The moment I see Scenario Analysis, my mind immediately starts thinking about different market conditions and how they might affect an investment portfolio. This takes me back to countless discussions I’ve had about risk management and portfolio diversification. It’s always intriguing to explore how different scenarios — from a booming economy to a sluggish market — can impact returns.

I’ll start by migrating the data over to Sheets and briefly analyse the available information. I can see the investment returns vary between 5% and 10%, while the market growth rates span 2% to 8%. I want to explore how these different conditions affect a portfolio — let’s say I’m working with an initial investment of $100,000. Now I can start thinking about how to represent the portfolio’s growth under each scenario.

Instinctively, I head straight for the simple calculations. I’ll compute the portfolio’s value after 1 year under each scenario, multiplying the initial investment by (1 + Investment Return). For the Optimistic scenario, that looks like:

=$A$4*(1+D4)

I’ll extend this formula to the other scenarios, and I now have the portfolio values:

After running these numbers, I can start drawing conclusions. The Optimistic scenario results in the highest gain of $10,000, whereas the Pessimistic scenario yields only $5,000. The Base Case, as expected, sits right in the middle with a gain of $7,000. These outcomes make sense: more optimistic market conditions drive higher returns, while a sluggish market caps your potential gains. But, as always, my brain starts to wander towards risk. Sure, a 10% return sounds fantastic, but what if the market growth doesn’t align with those optimistic expectations? Would the portfolio withstand a worse-than-expected scenario?

If we want to reflect market conditions in our portfolio’s growth, we might say that a strong market will boost returns, while a weak market could drag them down. One simple approach is to adjust the Investment Return by the Market Growth Rate. In essence, this means multiplying the Investment Return by the Market Growth Rate to simulate how much of the market’s overall performance is passed on to your investment.

Adjusted Return (%) = Investment Return (%) * (1 + Market Growth Rate (%))

** ASSIGNMENT **
Answer these from the scenario analysis passage:
1. What starting investment amount does the writer work with?
2. How much does the Pessimistic scenario gain after one year?
3. In the Adjusted Return formula, what is the Investment Return multiplied by?

** PROVIDED INFORMATION **
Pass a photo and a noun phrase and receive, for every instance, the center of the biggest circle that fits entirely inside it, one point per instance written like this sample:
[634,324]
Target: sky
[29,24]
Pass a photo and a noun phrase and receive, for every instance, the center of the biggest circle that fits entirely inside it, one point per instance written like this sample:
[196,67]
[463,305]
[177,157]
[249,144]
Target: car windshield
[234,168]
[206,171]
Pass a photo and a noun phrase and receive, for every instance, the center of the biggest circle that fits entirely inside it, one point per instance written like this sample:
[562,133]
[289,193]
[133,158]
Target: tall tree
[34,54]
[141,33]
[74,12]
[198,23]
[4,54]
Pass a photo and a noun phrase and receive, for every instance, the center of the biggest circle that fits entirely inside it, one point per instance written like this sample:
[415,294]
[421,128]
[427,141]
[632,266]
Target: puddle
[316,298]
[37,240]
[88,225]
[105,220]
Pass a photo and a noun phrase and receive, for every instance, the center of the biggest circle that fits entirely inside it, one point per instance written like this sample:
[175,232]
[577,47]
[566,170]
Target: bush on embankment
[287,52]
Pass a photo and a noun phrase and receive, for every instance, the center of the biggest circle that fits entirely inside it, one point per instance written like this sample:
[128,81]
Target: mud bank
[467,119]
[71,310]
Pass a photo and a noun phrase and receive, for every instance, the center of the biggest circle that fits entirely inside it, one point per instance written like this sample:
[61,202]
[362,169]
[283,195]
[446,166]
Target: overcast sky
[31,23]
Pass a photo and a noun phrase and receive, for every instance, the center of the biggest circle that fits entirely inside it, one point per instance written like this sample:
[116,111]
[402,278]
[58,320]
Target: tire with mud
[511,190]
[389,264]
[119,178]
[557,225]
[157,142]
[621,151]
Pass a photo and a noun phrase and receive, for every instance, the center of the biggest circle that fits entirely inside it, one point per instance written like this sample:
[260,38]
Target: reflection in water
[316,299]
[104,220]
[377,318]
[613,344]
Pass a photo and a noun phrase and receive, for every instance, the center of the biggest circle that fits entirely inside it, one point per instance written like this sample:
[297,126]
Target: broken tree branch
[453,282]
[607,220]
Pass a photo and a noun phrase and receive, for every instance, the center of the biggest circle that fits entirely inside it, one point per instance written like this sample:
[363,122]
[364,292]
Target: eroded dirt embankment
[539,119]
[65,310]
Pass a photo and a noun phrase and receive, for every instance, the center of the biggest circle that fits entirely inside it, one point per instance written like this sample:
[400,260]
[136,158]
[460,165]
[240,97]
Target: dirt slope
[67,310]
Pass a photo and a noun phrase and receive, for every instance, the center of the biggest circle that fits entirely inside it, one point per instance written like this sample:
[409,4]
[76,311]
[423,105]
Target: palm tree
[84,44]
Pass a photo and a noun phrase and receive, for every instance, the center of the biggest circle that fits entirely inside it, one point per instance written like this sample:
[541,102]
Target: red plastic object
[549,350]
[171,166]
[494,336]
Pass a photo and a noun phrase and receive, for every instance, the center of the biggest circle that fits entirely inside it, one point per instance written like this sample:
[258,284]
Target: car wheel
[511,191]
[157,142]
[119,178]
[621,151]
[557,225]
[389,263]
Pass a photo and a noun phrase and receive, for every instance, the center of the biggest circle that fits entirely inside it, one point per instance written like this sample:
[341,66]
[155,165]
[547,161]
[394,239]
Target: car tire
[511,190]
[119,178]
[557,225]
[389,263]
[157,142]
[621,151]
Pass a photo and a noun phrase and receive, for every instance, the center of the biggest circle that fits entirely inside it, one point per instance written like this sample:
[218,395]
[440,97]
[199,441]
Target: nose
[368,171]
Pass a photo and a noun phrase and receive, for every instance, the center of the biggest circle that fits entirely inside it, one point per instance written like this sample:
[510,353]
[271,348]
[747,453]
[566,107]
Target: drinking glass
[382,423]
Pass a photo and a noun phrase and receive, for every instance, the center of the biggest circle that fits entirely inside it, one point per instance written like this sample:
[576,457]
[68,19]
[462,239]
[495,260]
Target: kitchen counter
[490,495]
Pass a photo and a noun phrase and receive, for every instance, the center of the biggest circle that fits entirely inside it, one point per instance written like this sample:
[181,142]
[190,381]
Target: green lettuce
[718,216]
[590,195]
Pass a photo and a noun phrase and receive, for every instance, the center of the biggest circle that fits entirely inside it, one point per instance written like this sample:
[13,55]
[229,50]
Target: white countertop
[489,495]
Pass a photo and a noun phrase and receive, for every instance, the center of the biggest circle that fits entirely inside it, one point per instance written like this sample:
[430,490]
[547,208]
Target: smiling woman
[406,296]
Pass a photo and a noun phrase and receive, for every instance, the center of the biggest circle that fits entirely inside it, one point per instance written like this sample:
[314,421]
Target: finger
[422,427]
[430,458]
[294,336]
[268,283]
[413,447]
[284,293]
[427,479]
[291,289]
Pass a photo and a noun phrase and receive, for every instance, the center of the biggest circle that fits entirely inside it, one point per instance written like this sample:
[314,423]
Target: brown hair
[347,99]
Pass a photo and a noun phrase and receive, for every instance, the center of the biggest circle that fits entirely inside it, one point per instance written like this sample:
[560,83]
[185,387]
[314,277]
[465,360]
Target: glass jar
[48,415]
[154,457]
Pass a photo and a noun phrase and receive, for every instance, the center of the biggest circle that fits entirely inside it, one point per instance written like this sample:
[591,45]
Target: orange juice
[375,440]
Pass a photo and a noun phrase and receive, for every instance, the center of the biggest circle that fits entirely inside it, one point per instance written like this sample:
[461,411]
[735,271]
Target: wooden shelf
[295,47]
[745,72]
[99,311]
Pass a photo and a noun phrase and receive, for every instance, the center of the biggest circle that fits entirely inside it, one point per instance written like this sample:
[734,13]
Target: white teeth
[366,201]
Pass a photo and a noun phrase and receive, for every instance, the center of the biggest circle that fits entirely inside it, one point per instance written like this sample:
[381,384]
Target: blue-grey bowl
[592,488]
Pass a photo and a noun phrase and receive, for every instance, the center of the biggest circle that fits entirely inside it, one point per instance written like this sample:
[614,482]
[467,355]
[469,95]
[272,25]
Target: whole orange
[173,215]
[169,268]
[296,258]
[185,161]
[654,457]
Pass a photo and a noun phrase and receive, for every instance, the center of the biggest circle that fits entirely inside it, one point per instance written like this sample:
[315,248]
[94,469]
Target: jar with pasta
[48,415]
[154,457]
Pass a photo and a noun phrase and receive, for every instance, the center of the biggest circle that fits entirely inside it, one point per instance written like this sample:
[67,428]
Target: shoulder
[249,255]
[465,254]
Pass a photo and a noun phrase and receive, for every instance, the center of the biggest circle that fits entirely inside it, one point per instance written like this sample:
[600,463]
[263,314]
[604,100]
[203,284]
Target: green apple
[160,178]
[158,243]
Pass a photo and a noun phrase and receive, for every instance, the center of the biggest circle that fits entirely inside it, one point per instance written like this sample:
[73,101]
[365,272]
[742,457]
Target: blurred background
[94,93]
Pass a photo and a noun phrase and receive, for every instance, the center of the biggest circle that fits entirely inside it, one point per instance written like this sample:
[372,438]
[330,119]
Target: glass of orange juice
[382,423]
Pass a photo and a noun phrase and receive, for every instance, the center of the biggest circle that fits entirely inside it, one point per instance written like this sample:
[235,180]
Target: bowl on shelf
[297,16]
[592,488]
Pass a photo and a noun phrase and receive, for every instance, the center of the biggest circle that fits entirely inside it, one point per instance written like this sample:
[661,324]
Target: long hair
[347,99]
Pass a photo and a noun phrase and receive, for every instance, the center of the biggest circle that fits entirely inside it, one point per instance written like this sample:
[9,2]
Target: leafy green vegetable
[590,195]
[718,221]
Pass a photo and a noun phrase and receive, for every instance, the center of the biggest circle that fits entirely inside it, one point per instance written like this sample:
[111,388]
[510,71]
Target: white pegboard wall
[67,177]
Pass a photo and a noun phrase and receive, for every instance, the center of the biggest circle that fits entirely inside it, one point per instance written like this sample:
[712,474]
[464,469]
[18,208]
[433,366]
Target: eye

** TASK SOLUTION **
1. $100,000
2. $5,000
3. (1 + Market Growth Rate (%))